# Passage
----

He began practicing on a track in his hometown of Port Coquitlam, B.C. with his brother Darrell, who's now the national director of the Terry Fox Foundation. Fox ran 5,000 kilometers before deeming himself ready for the journey across the country.

"I was fortunate," Darrell Fox said. "I had this incredible gift at the age of 17 to travel with Terry during the Marathon of Hope and join up with him in St. John's, N.B. and it was like the greatest adventure you could ever be on. To witness Canada the way perhaps no one else has ever witnessed Canada, one day at a time, one mile at a time, and I watched a nation embrace my brother."

Through rain, snow, sleet, heat and exhaustion, Fox kept on running. A run that had largely been ignored in Newfoundland had exploded into the national spotlight by the time he reached Montreal.

----

# Tasks and exercises
a. According to the passage about Terry Fox, how many kilometers did Fox run before he considered himself ready to cross the country?
b. Reproduce the stretch of the Terry Fox passage from "He began practicing" through "he reached Montreal." word for word.
c. Write the next part of the passage about Terry Fox's run, picking up after its final sentence.

# Data shown
----

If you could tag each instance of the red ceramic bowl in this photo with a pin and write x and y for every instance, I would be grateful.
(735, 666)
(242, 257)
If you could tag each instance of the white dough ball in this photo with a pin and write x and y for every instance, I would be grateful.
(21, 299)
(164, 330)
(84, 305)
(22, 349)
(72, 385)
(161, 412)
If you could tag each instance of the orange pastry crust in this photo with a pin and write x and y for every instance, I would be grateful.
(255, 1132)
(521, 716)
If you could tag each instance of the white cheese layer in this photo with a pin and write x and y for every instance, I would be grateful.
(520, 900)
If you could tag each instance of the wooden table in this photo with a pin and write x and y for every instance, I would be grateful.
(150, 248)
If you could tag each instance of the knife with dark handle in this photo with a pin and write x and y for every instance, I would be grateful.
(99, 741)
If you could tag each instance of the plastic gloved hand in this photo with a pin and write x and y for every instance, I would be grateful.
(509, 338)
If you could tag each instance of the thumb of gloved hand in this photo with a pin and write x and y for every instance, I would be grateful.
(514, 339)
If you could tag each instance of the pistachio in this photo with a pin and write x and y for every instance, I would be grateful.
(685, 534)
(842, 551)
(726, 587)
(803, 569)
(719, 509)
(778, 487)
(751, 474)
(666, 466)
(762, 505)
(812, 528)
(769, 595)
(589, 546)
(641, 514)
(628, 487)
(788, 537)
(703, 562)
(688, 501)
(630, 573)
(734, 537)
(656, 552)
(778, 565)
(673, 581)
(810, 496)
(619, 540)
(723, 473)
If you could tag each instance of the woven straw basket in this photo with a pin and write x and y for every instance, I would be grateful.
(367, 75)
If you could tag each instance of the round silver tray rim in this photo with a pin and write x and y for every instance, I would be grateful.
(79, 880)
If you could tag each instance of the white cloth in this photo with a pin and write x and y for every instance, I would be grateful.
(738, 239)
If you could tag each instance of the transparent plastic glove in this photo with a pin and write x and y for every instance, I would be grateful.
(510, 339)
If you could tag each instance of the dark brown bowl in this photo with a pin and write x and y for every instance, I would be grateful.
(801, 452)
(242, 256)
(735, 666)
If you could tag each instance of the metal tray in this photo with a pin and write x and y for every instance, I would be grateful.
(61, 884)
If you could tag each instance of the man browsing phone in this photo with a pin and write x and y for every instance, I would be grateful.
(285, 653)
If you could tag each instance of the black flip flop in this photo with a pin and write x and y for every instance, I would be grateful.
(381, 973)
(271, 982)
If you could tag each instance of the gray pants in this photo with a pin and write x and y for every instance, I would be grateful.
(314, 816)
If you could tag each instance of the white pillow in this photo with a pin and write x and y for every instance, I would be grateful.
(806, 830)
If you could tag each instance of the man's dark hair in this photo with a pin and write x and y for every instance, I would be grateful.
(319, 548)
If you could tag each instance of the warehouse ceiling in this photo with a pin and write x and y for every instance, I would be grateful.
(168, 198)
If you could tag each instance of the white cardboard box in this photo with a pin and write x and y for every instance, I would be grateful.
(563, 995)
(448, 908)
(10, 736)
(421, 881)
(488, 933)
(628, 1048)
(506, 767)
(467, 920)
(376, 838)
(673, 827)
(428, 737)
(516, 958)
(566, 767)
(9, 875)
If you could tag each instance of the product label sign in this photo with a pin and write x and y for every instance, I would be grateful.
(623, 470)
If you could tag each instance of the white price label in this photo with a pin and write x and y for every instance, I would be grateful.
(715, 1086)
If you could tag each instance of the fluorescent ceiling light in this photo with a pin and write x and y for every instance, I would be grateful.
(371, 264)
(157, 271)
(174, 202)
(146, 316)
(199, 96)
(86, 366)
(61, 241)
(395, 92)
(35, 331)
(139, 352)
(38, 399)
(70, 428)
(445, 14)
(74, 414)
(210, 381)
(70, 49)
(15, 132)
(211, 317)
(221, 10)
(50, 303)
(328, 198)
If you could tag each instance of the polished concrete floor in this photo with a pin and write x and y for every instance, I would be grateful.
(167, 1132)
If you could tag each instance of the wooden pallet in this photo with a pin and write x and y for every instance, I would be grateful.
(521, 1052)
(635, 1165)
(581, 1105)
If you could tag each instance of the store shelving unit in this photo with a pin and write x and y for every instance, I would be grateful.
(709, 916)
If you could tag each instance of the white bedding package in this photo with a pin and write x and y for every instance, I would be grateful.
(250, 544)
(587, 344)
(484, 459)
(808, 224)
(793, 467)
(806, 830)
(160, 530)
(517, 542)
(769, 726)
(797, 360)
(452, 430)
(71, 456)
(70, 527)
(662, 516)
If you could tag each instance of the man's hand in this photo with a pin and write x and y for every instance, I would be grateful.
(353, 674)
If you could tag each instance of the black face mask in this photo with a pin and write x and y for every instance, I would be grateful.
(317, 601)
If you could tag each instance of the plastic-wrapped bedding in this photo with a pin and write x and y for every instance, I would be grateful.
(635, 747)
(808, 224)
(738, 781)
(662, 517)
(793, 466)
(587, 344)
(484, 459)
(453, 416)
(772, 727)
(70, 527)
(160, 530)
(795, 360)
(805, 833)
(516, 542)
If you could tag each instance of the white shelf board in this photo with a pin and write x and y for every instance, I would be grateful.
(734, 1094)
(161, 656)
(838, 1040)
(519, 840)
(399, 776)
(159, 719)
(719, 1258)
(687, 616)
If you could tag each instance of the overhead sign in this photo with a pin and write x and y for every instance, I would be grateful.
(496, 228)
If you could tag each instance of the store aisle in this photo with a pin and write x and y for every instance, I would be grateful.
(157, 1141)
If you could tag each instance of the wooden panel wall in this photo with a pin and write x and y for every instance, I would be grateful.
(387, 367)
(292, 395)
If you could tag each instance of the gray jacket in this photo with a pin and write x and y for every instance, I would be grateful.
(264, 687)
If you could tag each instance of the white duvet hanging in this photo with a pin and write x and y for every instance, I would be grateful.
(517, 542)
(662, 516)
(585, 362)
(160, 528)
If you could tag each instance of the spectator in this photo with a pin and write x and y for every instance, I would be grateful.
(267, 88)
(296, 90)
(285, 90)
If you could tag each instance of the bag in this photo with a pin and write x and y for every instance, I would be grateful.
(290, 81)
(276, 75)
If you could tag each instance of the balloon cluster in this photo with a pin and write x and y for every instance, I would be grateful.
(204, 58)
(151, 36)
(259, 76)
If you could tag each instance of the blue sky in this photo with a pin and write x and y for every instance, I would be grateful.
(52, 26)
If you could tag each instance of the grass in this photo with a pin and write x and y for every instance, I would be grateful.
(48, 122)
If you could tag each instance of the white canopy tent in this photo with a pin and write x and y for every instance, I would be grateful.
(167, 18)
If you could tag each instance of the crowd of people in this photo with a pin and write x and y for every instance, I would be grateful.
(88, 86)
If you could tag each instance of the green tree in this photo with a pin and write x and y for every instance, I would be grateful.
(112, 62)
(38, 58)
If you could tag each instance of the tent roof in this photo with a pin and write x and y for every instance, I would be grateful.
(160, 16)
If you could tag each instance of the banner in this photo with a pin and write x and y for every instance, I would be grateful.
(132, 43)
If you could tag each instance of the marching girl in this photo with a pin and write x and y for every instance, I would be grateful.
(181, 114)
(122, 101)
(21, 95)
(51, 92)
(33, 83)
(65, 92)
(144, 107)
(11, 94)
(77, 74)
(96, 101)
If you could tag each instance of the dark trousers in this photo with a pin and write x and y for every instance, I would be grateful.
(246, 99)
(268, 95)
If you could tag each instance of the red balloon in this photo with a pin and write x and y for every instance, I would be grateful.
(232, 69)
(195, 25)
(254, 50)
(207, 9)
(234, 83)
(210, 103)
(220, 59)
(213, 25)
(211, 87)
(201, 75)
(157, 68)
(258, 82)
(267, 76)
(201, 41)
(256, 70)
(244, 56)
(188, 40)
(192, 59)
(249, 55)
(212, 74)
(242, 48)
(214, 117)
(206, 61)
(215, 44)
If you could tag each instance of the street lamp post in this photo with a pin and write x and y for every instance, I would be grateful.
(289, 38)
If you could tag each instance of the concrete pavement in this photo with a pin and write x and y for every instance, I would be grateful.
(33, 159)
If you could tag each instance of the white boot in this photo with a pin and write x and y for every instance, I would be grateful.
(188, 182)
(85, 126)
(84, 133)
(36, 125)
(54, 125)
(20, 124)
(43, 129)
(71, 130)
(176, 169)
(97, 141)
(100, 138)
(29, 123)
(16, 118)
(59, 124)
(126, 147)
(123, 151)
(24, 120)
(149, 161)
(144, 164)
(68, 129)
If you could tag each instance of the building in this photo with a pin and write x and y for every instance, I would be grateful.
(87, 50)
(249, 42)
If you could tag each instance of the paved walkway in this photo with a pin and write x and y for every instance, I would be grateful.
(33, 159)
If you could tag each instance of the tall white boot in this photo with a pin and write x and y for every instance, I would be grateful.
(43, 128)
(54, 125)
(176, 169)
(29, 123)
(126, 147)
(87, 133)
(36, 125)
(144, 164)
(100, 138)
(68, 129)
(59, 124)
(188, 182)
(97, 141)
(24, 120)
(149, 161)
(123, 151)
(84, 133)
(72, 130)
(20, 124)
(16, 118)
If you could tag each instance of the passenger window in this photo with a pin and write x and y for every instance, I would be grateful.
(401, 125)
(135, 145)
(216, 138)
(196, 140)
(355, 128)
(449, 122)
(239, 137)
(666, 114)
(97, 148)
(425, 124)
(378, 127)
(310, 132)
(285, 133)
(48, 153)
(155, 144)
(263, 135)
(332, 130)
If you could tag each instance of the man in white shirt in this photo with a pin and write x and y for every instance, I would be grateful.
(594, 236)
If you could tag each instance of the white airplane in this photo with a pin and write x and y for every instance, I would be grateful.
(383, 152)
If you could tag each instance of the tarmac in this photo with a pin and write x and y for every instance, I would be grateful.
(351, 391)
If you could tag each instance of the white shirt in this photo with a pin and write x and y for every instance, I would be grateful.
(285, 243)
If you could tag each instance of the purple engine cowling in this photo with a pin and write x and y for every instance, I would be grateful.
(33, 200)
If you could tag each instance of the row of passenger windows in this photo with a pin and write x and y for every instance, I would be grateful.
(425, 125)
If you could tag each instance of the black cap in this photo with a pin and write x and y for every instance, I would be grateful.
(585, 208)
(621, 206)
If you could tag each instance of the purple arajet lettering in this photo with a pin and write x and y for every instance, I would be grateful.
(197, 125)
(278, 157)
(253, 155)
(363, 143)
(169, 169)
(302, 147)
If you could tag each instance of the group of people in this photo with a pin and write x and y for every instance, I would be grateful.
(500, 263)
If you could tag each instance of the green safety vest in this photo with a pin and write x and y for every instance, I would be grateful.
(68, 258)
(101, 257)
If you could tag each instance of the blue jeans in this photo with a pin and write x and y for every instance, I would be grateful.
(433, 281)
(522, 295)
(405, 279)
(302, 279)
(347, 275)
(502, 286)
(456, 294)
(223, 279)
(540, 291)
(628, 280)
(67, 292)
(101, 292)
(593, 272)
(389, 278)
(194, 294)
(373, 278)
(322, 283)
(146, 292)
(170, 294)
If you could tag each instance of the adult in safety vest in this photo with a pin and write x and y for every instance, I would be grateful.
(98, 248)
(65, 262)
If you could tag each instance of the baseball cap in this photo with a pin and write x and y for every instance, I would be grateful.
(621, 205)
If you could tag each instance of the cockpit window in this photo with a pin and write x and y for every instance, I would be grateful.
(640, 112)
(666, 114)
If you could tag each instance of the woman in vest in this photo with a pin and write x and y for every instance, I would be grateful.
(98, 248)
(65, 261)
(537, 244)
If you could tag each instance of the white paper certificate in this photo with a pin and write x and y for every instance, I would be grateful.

----

# Per-task answers
a. 5,000 kilometers

b.
He began practicing on a track in his hometown of Port Coquitlam, B.C. with his brother Darrell, who's now the national director of the Terry Fox Foundation. Fox ran 5,000 kilometers before deeming himself ready for the journey across the country.

"I was fortunate," Darrell Fox said. "I had this incredible gift at the age of 17 to travel with Terry during the Marathon of Hope and join up with him in St. John's, N.B. and it was like the greatest adventure you could ever be on. To witness Canada the way perhaps no one else has ever witnessed Canada, one day at a time, one mile at a time, and I watched a nation embrace my brother."

Through rain, snow, sleet, heat and exhaustion, Fox kept on running. A run that had largely been ignored in Newfoundland had exploded into the national spotlight by the time he reached Montreal.

c.
"I've got a third of the run behind me," Fox said during the marathon. "Now all I have to do is do it two more times."

Rising every morning before 4:30 a.m., Fox averaged an incredible 42 kilometres a day.

"He's going to make it," Fox's mother Betty said at the time. "He's in Toronto now and he's going to make it."

Sadly, he did not. After a brief stop for a new prosthesis, Terry continued his journey.

"He was able to dig so deep within himself to find the strength to keep going even though he wasn't well," Darrell Fox said.

Just shy of Thunder Bay, Ont. on Sept. 1 after 143 consecutive days and more than 5,300 kilometres, the Marathon of Hope was over. Chest pains forced Fox to see a doctor.

"The doctor that diagnosed Terry in Thunder Bay said he could not believe that this person was able to walk into his office, let alone run 26 miles the day before," Darrell Fox said. "And it was later that day that he was diagnosed that he couldn't even walk up a flight of stairs."

Despite the odds, Terry never gave up hope and maintained he still wanted to finish the Marathon of Hope.

"I've got cancer in my lungs," he said after seeing the doctor. "I've got to go home for treatment. Any way I can finish it, I will."

Cancer never let him finish but the world has been running in his name ever since.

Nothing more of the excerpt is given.